> [Problem to solve] Having located "Rules: pick out each instance of the deciduous" in the records below, repeat exactly the line it is on and all subsequent lines, ending with the last.

> [Material for the task]

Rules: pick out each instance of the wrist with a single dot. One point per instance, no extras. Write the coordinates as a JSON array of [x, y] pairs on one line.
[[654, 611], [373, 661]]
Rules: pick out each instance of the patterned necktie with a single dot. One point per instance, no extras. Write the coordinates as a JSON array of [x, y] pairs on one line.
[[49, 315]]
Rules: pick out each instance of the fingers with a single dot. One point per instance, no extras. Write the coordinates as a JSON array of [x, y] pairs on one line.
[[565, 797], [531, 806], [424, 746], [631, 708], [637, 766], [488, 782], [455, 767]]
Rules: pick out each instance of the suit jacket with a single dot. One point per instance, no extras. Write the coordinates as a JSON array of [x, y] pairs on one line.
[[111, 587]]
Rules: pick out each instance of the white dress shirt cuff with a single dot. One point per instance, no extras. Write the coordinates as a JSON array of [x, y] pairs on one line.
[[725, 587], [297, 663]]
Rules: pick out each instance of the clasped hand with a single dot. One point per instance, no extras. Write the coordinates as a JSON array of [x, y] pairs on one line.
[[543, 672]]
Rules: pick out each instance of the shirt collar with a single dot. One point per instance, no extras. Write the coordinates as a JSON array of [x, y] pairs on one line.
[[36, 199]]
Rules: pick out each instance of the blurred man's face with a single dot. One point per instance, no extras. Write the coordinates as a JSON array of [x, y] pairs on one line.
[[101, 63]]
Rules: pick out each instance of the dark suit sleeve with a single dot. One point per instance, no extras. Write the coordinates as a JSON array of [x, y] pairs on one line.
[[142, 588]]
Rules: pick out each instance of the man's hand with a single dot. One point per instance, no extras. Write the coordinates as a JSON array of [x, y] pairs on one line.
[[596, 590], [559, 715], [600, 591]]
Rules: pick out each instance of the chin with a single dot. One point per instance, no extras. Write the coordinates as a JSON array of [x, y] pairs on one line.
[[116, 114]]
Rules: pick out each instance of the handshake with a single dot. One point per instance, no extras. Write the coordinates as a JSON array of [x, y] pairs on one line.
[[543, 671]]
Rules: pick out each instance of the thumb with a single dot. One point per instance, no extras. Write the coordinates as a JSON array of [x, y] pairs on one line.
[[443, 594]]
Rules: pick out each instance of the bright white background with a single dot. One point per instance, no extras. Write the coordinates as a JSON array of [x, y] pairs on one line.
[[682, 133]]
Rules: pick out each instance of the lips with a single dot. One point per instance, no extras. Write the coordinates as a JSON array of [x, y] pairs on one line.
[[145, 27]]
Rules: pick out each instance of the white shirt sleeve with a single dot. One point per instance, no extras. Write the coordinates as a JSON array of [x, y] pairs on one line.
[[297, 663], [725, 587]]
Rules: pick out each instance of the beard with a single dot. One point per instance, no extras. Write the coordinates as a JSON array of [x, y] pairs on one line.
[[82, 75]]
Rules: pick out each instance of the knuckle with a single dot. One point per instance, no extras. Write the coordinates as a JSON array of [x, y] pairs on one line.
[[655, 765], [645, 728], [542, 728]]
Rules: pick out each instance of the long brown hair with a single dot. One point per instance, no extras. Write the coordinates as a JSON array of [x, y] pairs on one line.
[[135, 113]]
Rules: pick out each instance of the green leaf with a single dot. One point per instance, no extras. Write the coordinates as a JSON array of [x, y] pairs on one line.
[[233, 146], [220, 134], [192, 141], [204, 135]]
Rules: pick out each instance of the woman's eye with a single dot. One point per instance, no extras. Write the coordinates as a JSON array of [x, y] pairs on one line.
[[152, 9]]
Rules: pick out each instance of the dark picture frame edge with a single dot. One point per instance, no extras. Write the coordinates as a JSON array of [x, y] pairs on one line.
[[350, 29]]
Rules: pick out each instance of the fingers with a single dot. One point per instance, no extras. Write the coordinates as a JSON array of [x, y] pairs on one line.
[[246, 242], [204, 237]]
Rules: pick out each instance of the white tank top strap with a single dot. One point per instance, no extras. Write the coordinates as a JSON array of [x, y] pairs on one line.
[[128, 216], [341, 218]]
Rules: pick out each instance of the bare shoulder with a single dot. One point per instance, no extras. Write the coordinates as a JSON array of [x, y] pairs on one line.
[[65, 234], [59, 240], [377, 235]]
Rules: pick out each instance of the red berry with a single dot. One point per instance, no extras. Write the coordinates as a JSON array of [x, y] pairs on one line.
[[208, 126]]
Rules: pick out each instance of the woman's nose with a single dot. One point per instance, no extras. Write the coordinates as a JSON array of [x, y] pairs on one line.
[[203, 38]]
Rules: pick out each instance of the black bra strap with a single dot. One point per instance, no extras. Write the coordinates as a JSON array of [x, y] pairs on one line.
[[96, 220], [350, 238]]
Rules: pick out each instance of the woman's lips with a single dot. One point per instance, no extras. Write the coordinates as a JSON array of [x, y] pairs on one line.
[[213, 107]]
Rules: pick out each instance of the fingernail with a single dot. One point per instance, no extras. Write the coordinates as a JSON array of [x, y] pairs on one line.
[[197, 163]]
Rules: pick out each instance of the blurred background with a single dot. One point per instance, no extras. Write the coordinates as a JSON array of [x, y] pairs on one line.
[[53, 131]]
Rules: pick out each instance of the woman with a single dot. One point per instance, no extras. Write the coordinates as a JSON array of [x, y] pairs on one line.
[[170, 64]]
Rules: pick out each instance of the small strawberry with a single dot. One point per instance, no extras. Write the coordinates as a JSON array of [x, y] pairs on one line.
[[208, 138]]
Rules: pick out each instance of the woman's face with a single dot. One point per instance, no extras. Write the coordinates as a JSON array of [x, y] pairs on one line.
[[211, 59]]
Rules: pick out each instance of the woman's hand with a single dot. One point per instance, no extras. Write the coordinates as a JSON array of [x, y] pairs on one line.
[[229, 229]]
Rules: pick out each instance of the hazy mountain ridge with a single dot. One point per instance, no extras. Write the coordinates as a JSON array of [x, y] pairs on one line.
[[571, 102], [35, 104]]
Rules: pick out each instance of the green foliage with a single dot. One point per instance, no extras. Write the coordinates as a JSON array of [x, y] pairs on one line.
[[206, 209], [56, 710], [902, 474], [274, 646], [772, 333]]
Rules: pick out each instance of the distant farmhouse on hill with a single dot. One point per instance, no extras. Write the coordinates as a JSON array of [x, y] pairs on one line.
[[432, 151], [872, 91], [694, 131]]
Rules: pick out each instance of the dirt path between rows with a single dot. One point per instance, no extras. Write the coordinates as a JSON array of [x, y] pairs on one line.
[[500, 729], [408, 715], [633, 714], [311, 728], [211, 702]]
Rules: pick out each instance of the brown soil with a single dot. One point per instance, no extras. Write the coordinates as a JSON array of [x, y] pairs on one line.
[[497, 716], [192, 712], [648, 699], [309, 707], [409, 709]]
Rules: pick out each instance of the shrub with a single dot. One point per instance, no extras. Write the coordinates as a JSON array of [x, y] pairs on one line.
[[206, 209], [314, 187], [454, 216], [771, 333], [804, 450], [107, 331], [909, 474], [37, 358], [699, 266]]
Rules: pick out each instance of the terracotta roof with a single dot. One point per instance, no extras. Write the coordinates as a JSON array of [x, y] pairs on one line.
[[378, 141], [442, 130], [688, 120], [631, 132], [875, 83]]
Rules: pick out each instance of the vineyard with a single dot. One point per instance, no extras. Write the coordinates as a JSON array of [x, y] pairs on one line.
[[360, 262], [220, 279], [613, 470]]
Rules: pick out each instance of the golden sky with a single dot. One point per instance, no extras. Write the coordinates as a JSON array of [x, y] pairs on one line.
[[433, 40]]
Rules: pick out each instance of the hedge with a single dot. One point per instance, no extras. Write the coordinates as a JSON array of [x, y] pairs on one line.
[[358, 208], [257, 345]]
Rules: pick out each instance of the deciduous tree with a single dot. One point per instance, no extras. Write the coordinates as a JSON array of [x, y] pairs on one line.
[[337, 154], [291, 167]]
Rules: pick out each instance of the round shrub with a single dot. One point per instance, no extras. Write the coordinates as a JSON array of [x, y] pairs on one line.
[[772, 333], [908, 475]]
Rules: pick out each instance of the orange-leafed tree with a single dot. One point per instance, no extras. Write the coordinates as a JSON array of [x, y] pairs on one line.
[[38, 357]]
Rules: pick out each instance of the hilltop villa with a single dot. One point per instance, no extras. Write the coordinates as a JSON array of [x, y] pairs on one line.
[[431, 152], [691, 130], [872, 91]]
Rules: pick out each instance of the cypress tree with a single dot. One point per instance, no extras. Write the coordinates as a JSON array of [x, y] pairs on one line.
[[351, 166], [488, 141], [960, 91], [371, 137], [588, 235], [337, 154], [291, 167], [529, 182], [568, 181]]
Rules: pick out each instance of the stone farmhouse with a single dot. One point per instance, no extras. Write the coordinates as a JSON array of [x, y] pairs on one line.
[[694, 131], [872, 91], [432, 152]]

> [Result of the exercise]
Rules: pick out each instance of the deciduous tree with a single dot. One point per instance, no extras. Write the coordinates as a JSON array of [x, y] pairs on one line.
[[337, 154], [291, 167]]
Rules: pick out each instance of the round shrub with a single dot. One point per instance, no extras. Write the coordinates as a JSON array of [x, y] pairs on one line.
[[772, 333], [908, 475]]
Rules: pick out each instance of the orange-leafed tree with a single dot. One point per instance, no extras. Write the coordinates as a JSON array of [x, y] pairs on one line.
[[38, 357]]
Rules: pick out each instance of the hilltop villa with a single dot. One point per instance, no extras. Write the coordinates as a JSON array of [x, y] pairs on one line.
[[431, 152], [691, 130], [872, 91]]
Rules: pick out each instance of the cypress tree with a single dot. One point per instance, no extras. Write the coordinates as a JSON array of [x, y] pairs on one line.
[[351, 166], [488, 141], [960, 91], [371, 137], [588, 235], [337, 154], [291, 167], [529, 182], [568, 181]]
Rules: pick out each instance of the stone farmhouse with a single dot. One point per instance, no extras. Write the coordinates as a JSON array of [x, y] pairs on one line.
[[694, 131], [872, 91], [432, 152]]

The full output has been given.